Point-per-instance localization data
++++++++++

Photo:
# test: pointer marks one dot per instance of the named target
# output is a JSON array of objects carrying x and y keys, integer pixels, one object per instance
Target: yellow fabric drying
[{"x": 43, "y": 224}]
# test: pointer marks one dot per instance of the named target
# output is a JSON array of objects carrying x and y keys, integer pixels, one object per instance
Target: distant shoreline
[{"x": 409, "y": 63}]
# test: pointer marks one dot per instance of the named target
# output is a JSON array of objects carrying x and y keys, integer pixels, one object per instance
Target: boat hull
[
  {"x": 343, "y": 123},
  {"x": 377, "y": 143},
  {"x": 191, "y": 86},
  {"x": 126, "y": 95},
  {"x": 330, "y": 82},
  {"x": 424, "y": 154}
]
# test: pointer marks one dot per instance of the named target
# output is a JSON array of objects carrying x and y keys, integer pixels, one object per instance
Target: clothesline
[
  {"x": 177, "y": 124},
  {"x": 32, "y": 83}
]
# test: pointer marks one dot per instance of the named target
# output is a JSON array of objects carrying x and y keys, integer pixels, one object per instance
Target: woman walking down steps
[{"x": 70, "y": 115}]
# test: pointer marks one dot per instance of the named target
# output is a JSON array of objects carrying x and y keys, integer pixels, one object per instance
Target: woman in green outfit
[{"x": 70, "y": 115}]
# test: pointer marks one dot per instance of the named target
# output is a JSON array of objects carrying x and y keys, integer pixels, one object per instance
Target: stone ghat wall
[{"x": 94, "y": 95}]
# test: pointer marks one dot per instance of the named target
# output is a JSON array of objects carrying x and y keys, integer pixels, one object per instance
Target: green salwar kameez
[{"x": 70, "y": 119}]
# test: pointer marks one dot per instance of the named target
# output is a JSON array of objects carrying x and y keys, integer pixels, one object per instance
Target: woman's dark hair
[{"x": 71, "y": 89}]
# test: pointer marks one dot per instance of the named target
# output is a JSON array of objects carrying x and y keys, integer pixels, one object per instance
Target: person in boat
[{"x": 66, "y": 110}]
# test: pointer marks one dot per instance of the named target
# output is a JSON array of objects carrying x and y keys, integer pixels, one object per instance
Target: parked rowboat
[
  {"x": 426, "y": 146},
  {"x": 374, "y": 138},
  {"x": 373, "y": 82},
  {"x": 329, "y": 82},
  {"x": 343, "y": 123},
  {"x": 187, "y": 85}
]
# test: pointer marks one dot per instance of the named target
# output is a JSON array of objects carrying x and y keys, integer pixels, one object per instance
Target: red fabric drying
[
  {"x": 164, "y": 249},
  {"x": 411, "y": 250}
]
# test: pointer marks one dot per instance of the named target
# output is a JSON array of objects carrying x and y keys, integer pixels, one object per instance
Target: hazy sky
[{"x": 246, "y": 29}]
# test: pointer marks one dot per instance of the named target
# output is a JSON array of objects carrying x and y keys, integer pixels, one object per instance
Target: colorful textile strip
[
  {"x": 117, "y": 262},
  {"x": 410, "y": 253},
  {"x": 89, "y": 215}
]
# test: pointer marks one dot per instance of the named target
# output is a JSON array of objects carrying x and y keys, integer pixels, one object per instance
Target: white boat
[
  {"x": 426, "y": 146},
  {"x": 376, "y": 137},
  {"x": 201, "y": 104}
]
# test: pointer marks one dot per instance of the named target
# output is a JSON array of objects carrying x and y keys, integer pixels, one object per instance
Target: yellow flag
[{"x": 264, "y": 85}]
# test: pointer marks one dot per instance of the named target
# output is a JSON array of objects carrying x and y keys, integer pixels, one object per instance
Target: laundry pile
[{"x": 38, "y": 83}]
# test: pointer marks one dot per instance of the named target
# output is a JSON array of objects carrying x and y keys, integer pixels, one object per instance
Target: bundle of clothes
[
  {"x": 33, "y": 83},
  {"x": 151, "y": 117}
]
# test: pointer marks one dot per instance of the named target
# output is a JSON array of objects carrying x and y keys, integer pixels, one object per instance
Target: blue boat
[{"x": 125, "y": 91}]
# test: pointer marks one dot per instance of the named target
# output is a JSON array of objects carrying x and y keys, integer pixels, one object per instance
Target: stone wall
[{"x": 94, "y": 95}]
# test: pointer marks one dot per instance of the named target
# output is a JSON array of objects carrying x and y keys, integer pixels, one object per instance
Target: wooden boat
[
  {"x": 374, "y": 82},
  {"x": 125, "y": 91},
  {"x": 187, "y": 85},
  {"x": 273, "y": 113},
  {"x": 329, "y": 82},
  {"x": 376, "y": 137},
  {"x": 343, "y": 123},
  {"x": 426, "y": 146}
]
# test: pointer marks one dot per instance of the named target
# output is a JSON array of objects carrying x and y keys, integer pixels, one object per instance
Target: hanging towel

++++++++++

- **Problem requirements**
The reply should restate the records above in full, character for character.

- **Answer**
Photo:
# test: pointer marks one dot per instance of the named target
# output is a JSON array of objects carrying x and y keys, integer pixels, one object per instance
Target: yellow fabric drying
[{"x": 43, "y": 224}]
# test: pointer marks one dot per instance of the named target
# output is a JSON array of objects carrying x and y keys, integer pixels, one object per instance
Target: distant shoreline
[{"x": 409, "y": 63}]
# test: pointer marks one dot per instance of the named target
# output is a JSON array of objects carrying x and y keys, integer pixels, one object per instance
Target: boat hull
[
  {"x": 343, "y": 123},
  {"x": 377, "y": 143},
  {"x": 191, "y": 86},
  {"x": 126, "y": 95},
  {"x": 330, "y": 82},
  {"x": 424, "y": 154}
]
# test: pointer marks one dot per instance of the named target
# output is a JSON array of objects carrying x and y keys, integer pixels, one object per instance
Target: clothesline
[
  {"x": 177, "y": 124},
  {"x": 32, "y": 83}
]
# test: pointer marks one dot per instance of the named target
# output is a JSON array of objects carrying x and y keys, integer pixels, one object per instance
Target: woman walking down steps
[{"x": 70, "y": 115}]
# test: pointer marks one dot per instance of the named target
# output is a JSON array of objects carrying x and y keys, integer pixels, one object per instance
Target: woman in green outfit
[{"x": 70, "y": 115}]
# test: pointer marks one dot per instance of the named target
# output is a JSON array of objects carrying x and y keys, integer pixels, one object per instance
Target: stone ghat wall
[{"x": 94, "y": 95}]
# test: pointer marks one dot per instance of the named target
# output is a JSON array of objects carrying x and y keys, integer pixels, one object per instance
Target: green salwar kameez
[{"x": 70, "y": 119}]
# test: pointer marks one dot per instance of the named target
# output is a JSON array of objects carrying x and y keys, integer pixels, one object per instance
Target: woman's dark hair
[{"x": 71, "y": 89}]
# test: pointer marks one dot per instance of the named target
# output is a JSON array of objects carrying x and y keys, integer pixels, one object per instance
Target: person in boat
[{"x": 66, "y": 110}]
# test: pointer marks one dot per instance of the named target
# output is a JSON array of objects carrying x and y keys, integer pixels, one object per instance
Target: parked rowboat
[
  {"x": 426, "y": 146},
  {"x": 374, "y": 138},
  {"x": 373, "y": 82},
  {"x": 329, "y": 82},
  {"x": 343, "y": 123},
  {"x": 187, "y": 85}
]
# test: pointer marks one dot per instance of the named target
# output is a JSON array of objects carrying x and y keys, integer pixels, one object per instance
Target: red fabric drying
[
  {"x": 164, "y": 249},
  {"x": 411, "y": 250}
]
# test: pointer marks one dot per instance of the named target
# output is a JSON array of objects carrying x and y keys, integer pixels, one object per instance
Target: hazy sky
[{"x": 246, "y": 29}]
# test: pointer marks one dot per instance of the named target
# output is a JSON array of objects carrying x and y keys, integer pixels, one object per instance
Target: colorful textile strip
[
  {"x": 117, "y": 262},
  {"x": 410, "y": 253},
  {"x": 89, "y": 215}
]
# test: pointer marks one dot per instance of the named target
# output is a JSON array of objects carrying x and y keys, integer pixels, one object per instance
Target: white boat
[
  {"x": 426, "y": 146},
  {"x": 376, "y": 137},
  {"x": 201, "y": 104}
]
# test: pointer marks one dot per instance of the named target
# output is a JSON array of objects carrying x and y keys, integer pixels, one object per instance
Target: yellow flag
[{"x": 264, "y": 85}]
# test: pointer marks one dot per instance of the named target
# output is a JSON array of objects carrying x and y keys, integer pixels, one object per instance
Target: laundry pile
[{"x": 38, "y": 83}]
# test: pointer marks one dot per instance of the named target
# output is a JSON array of objects carrying x and y keys, integer pixels, one object per instance
Target: bundle of clothes
[
  {"x": 33, "y": 83},
  {"x": 151, "y": 117}
]
# test: pointer marks one dot per instance of the named target
# output is a JSON array of objects carrying x and y keys, integer pixels, one object per instance
Target: blue boat
[{"x": 125, "y": 91}]
# test: pointer marks one dot per instance of the named target
# output is a JSON array of objects carrying x and y keys, integer pixels, one object per instance
Target: stone wall
[{"x": 94, "y": 95}]
# test: pointer marks one dot per instance of the named target
# output is a JSON array of objects carrying x and y keys, integer pixels, one object per instance
Target: wooden boat
[
  {"x": 374, "y": 82},
  {"x": 125, "y": 91},
  {"x": 187, "y": 85},
  {"x": 273, "y": 113},
  {"x": 329, "y": 82},
  {"x": 376, "y": 137},
  {"x": 343, "y": 123},
  {"x": 426, "y": 146}
]
# test: pointer marks one dot per instance of the named target
# output is a JSON array of objects carrying x and y keys, integer pixels, one object per instance
Target: hanging towel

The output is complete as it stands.